Data shown »
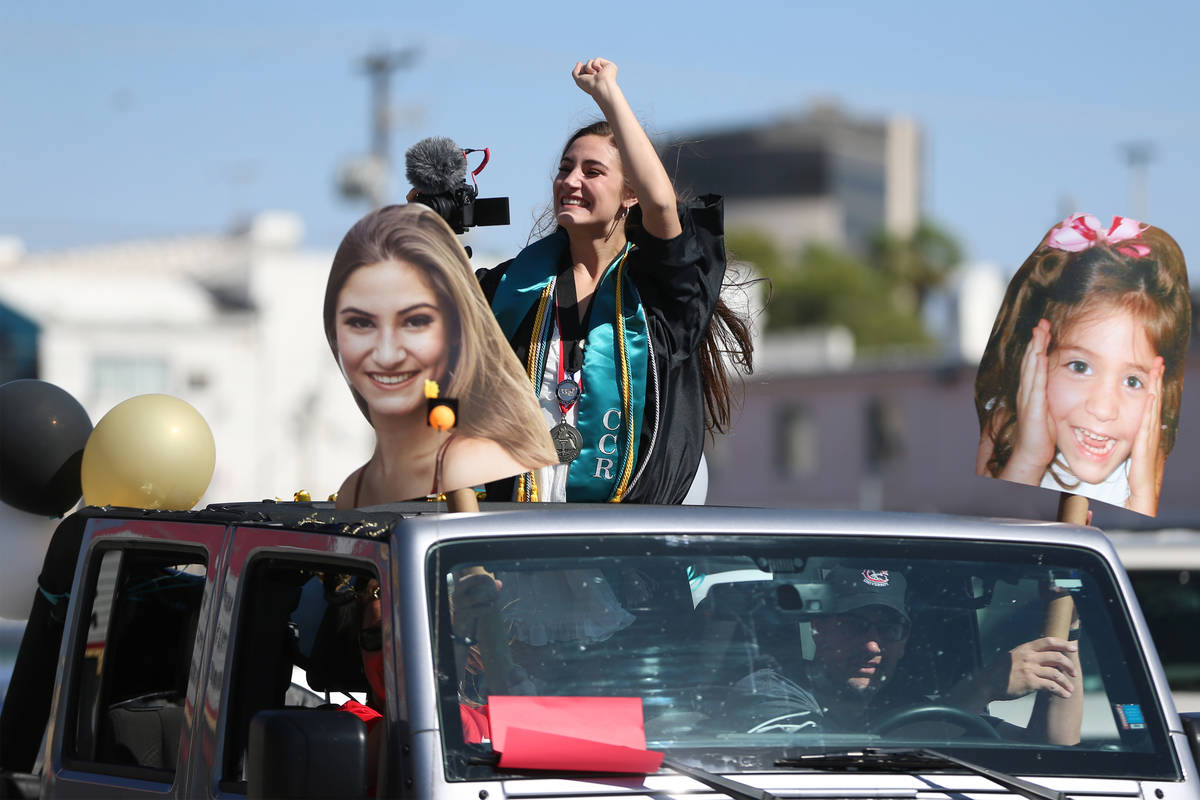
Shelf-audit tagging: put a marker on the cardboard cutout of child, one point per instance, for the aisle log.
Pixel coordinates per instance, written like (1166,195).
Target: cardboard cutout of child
(1079,389)
(403,307)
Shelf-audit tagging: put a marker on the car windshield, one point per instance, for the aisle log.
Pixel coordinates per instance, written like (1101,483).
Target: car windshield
(745,649)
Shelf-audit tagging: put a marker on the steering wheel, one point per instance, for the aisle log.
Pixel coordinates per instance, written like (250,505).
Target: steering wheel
(972,723)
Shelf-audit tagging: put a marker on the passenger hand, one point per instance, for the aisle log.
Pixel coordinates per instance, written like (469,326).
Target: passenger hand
(1035,445)
(1145,461)
(597,77)
(1044,663)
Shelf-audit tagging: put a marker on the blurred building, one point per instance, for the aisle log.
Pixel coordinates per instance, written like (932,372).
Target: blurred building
(231,323)
(820,176)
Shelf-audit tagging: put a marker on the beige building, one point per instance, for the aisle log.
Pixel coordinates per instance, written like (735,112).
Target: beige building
(821,176)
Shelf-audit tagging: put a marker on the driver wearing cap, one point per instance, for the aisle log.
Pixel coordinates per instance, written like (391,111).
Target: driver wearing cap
(857,645)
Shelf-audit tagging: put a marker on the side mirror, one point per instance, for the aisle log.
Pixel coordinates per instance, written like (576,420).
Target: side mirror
(307,753)
(1191,721)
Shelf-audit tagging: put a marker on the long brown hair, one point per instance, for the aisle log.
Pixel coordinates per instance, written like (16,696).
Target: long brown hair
(727,344)
(1063,288)
(481,372)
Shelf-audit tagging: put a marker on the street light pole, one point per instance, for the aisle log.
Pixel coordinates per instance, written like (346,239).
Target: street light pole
(1138,156)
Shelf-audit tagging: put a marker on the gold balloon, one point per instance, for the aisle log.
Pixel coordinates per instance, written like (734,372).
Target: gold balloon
(151,451)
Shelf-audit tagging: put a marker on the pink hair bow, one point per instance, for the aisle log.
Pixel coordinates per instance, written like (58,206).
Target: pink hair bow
(1081,230)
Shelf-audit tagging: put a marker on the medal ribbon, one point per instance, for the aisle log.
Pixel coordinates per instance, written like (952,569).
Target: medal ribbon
(576,376)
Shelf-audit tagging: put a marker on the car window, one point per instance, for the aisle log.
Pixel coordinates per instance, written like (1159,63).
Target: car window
(745,648)
(1170,600)
(297,645)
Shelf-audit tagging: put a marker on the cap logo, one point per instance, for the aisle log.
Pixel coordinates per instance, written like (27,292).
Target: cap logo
(876,577)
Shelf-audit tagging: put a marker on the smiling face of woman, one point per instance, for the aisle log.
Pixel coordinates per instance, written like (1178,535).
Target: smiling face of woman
(391,336)
(589,187)
(1097,389)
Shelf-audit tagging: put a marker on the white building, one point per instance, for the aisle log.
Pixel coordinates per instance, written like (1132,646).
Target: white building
(229,323)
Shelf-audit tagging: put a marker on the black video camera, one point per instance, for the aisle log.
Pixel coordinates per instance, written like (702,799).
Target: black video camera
(463,209)
(437,169)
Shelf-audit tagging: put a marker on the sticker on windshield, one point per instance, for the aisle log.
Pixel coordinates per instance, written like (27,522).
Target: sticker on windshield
(1079,389)
(1129,716)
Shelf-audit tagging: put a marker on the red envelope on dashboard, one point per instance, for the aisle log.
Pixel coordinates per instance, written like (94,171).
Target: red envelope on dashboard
(601,734)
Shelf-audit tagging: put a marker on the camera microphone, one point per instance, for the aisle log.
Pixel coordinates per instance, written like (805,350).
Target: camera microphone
(436,166)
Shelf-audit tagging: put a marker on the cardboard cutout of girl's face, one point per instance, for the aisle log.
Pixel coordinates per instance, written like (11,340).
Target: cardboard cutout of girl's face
(401,325)
(1071,391)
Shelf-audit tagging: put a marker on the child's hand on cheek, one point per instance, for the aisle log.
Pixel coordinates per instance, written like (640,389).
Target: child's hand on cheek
(1145,463)
(1033,446)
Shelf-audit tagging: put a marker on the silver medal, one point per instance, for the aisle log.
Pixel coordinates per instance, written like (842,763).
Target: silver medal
(568,441)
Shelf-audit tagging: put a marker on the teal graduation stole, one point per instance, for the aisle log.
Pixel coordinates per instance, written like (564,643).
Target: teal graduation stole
(616,361)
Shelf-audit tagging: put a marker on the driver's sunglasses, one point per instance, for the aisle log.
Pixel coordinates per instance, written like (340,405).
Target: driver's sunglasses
(371,638)
(883,630)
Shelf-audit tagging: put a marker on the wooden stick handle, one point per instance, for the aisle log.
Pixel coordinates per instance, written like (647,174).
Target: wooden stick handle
(465,500)
(1073,509)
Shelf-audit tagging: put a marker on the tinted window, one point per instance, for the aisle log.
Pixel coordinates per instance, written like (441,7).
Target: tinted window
(297,645)
(131,680)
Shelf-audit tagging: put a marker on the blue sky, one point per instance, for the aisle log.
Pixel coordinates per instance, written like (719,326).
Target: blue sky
(143,119)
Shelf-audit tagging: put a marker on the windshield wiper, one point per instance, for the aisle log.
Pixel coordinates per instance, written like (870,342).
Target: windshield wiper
(915,757)
(736,789)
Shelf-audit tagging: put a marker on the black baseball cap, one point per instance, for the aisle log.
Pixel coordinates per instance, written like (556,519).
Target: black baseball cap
(857,588)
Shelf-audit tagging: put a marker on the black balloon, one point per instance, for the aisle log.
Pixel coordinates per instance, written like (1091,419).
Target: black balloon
(42,434)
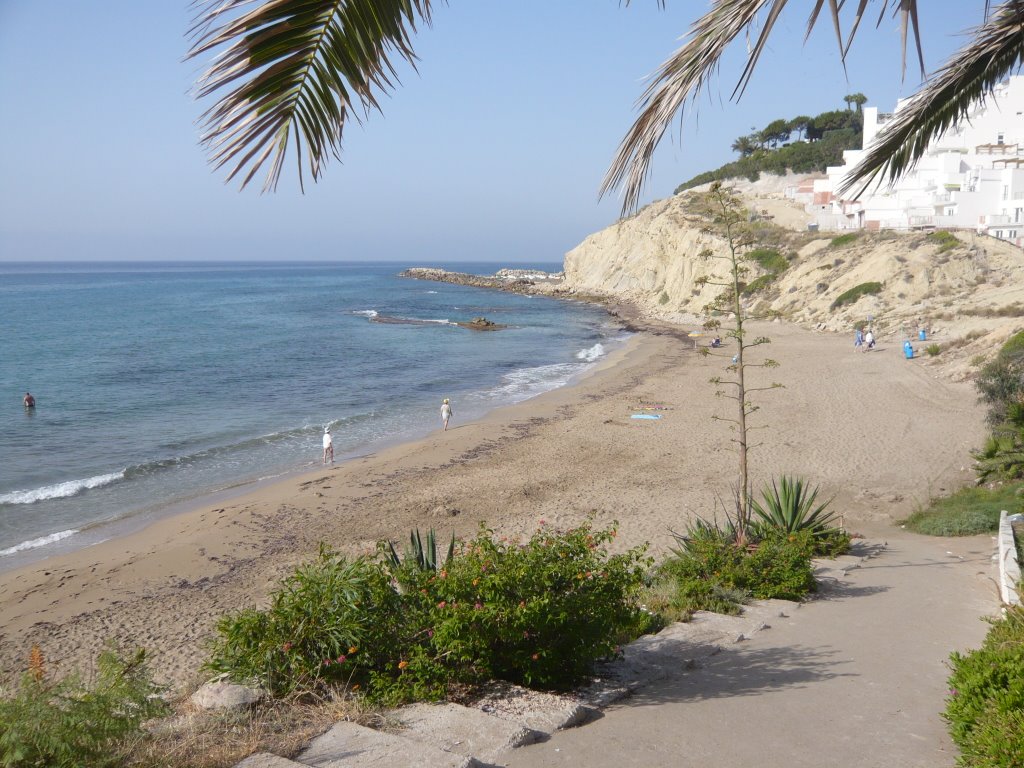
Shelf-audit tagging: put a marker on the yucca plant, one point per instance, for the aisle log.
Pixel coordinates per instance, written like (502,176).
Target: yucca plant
(423,553)
(792,506)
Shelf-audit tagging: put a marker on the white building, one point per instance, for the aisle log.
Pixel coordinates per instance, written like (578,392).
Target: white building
(971,178)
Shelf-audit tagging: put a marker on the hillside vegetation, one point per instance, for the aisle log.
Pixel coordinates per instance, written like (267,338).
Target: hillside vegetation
(820,141)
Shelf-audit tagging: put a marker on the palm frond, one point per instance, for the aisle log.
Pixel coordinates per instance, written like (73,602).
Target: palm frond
(995,49)
(289,72)
(685,75)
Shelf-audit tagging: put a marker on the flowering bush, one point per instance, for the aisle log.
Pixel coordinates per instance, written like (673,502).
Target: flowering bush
(538,613)
(314,628)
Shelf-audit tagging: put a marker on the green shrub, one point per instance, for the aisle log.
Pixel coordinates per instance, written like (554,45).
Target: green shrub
(855,293)
(969,511)
(711,568)
(769,259)
(540,613)
(757,285)
(1001,458)
(323,617)
(945,241)
(67,724)
(844,240)
(985,707)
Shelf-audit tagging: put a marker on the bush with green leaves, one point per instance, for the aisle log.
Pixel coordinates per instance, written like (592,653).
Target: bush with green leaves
(985,707)
(844,240)
(849,297)
(70,724)
(710,567)
(538,613)
(967,512)
(944,240)
(324,616)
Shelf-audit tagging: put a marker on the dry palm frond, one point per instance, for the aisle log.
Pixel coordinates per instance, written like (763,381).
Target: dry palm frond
(686,74)
(995,49)
(293,70)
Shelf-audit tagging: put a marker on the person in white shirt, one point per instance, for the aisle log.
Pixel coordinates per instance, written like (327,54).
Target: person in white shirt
(328,445)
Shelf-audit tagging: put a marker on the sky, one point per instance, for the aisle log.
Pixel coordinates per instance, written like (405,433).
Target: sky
(493,150)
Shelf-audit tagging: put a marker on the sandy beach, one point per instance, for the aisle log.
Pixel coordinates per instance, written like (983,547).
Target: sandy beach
(880,433)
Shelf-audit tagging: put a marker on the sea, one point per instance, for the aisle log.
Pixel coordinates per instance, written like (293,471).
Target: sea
(162,384)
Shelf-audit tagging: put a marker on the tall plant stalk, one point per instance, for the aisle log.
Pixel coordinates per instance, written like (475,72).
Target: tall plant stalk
(724,216)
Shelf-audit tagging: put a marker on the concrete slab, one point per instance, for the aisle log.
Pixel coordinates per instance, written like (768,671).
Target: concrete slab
(463,730)
(351,745)
(266,760)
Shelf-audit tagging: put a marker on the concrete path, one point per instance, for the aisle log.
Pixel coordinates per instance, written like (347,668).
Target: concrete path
(854,680)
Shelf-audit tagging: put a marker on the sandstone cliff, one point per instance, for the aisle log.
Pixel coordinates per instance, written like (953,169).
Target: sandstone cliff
(968,292)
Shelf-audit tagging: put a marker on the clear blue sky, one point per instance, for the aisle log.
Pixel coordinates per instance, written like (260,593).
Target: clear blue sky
(494,151)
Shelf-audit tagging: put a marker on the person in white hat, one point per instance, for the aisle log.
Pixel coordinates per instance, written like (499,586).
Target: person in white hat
(328,445)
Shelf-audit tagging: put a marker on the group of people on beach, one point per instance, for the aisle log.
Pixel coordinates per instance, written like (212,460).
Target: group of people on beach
(329,440)
(865,340)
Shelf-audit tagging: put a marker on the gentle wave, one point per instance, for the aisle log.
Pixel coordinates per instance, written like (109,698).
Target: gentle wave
(41,542)
(60,489)
(527,382)
(591,353)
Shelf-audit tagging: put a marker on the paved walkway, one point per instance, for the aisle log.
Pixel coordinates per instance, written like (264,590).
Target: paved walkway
(854,680)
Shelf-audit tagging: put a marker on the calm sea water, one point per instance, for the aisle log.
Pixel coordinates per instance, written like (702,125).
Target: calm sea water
(157,383)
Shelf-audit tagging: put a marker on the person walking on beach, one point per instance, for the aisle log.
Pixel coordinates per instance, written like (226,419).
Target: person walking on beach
(328,445)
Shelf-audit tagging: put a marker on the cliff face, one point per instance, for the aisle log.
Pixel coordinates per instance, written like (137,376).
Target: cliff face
(968,290)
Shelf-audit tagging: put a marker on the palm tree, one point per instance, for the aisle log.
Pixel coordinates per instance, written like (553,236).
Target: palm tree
(295,72)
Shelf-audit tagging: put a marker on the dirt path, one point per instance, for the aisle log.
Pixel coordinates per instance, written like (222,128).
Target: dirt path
(855,679)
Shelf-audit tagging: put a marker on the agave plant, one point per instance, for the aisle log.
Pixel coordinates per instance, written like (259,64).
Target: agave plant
(792,506)
(420,551)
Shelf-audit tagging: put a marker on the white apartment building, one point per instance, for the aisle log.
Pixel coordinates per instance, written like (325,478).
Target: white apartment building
(971,178)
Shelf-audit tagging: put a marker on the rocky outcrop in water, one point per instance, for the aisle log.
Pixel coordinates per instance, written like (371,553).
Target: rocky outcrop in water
(515,281)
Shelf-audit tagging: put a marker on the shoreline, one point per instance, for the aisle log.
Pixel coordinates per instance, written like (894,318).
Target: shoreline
(130,520)
(877,432)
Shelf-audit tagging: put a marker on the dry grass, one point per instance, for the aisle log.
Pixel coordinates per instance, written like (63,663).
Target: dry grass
(195,738)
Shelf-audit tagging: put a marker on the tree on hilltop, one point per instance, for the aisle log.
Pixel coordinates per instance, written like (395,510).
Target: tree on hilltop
(745,145)
(776,132)
(855,98)
(294,73)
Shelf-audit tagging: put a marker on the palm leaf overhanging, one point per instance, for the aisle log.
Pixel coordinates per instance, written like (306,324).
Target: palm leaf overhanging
(684,76)
(293,70)
(996,48)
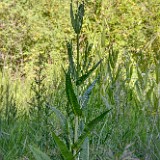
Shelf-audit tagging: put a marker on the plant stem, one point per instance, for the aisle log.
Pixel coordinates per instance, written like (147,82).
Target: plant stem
(78,68)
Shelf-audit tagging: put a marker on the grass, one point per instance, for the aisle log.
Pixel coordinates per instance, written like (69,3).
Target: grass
(38,118)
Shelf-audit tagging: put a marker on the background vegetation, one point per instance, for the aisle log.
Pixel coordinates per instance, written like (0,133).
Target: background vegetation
(124,33)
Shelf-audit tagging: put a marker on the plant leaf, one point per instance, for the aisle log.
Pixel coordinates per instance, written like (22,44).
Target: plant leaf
(67,155)
(87,93)
(72,17)
(72,97)
(71,62)
(85,76)
(61,117)
(89,127)
(85,150)
(38,154)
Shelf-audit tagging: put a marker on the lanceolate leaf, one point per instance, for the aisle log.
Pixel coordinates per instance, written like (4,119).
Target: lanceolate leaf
(85,76)
(89,127)
(85,150)
(67,155)
(72,97)
(87,93)
(60,116)
(72,16)
(38,154)
(71,62)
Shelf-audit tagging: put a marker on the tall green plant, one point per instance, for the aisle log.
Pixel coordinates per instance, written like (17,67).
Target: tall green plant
(77,129)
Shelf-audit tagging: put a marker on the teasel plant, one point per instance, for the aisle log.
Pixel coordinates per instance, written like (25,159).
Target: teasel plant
(73,142)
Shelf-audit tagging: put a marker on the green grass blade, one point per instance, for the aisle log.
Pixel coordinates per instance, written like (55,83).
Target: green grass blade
(67,155)
(89,127)
(85,76)
(38,154)
(72,97)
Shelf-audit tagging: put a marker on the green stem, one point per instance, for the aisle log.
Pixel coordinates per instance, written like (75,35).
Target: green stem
(78,68)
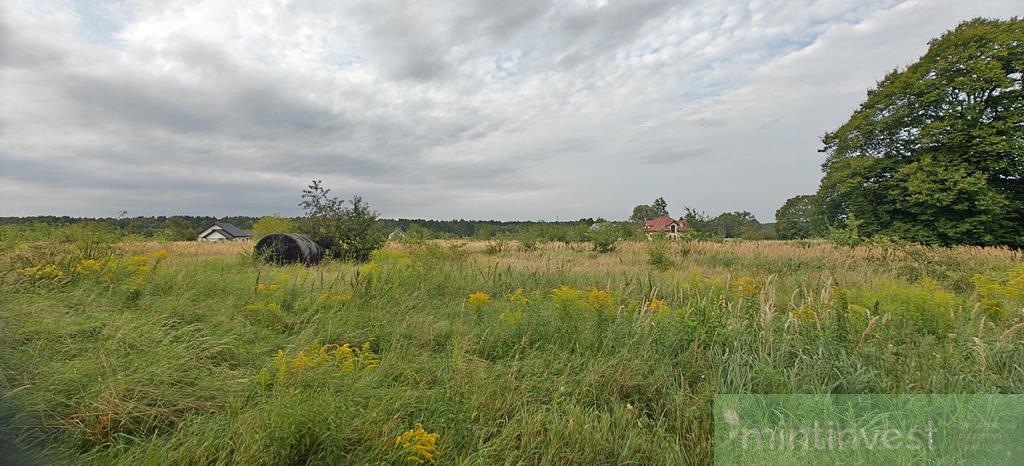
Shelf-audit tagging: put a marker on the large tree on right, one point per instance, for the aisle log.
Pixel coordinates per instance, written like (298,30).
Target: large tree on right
(936,153)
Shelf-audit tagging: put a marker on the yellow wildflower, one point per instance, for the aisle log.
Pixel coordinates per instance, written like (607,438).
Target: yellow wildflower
(478,300)
(657,305)
(44,272)
(87,266)
(419,445)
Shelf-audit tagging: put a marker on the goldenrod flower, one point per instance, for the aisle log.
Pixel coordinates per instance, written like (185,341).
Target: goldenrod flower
(87,266)
(420,445)
(478,300)
(657,305)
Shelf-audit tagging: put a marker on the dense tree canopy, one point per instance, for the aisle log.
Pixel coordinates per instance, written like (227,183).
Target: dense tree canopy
(936,153)
(799,217)
(644,212)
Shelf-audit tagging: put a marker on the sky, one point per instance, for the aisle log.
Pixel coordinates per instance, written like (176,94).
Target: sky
(457,109)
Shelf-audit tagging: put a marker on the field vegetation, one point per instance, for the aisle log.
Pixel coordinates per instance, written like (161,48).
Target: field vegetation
(472,351)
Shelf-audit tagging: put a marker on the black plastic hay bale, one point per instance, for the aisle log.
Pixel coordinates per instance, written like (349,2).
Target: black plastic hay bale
(289,249)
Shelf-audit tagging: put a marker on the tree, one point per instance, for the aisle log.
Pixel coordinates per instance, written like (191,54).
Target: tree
(936,153)
(644,212)
(349,231)
(696,220)
(270,224)
(799,217)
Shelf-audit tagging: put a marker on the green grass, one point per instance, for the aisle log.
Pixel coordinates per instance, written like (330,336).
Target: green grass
(164,366)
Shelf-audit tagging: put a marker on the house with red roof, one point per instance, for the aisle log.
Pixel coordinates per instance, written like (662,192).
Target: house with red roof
(665,224)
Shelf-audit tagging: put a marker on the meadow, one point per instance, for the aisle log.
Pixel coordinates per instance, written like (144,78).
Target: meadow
(475,352)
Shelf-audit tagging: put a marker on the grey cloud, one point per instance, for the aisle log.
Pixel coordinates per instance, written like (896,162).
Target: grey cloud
(675,156)
(461,108)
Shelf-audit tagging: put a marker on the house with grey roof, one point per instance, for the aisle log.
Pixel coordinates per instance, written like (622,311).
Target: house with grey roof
(224,231)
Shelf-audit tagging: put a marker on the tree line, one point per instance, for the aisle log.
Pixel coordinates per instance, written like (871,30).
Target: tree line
(934,155)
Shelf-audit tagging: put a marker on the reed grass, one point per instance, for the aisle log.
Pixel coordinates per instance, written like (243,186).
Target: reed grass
(164,366)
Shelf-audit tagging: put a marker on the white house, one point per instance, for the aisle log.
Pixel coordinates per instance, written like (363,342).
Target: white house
(224,231)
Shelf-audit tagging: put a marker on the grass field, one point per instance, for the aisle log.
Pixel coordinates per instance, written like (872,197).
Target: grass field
(194,353)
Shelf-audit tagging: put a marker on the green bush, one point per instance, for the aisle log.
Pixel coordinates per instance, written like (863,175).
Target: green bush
(346,229)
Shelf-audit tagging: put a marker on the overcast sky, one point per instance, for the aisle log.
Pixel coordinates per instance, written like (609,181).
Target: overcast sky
(468,109)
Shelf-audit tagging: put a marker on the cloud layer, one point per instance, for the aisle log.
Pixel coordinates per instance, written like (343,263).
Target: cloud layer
(460,109)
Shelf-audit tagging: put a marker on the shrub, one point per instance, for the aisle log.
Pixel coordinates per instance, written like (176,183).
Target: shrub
(347,231)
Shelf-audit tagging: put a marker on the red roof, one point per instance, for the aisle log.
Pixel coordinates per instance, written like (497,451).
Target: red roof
(664,223)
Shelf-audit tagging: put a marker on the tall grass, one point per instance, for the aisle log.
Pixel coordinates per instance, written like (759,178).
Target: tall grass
(580,357)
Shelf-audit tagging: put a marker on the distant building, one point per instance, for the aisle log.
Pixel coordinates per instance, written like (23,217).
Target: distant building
(224,231)
(665,224)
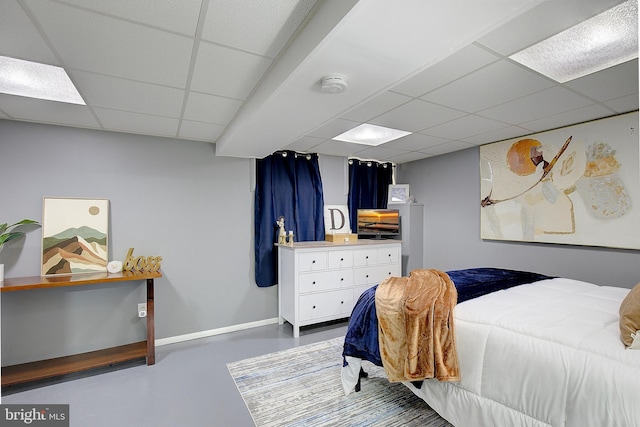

What to work on »
Would you quote everything above from the line containing "Target: gentle wave" down to the line containing "Shelf-audit tagging: put a marker on the person walking"? Include both of those lines and nothing else.

Solution to this exercise »
Target: gentle wave
(41,542)
(60,489)
(527,382)
(591,353)
Shelf-audit tagging: put a marker on the paved walkway, one point per instance, for the aisle log.
Pixel coordinates per instance, written like (264,590).
Target: paved walkway
(854,680)
Shelf-audit tagging: put a marker on the calm sea water, one point per instance, for the aisle log.
Pixel coordinates per instance, written like (702,125).
Target: calm sea water
(157,383)
Shelf-audit tagging: put a marker on the person walking on beach, one point per instance, for the aisle log.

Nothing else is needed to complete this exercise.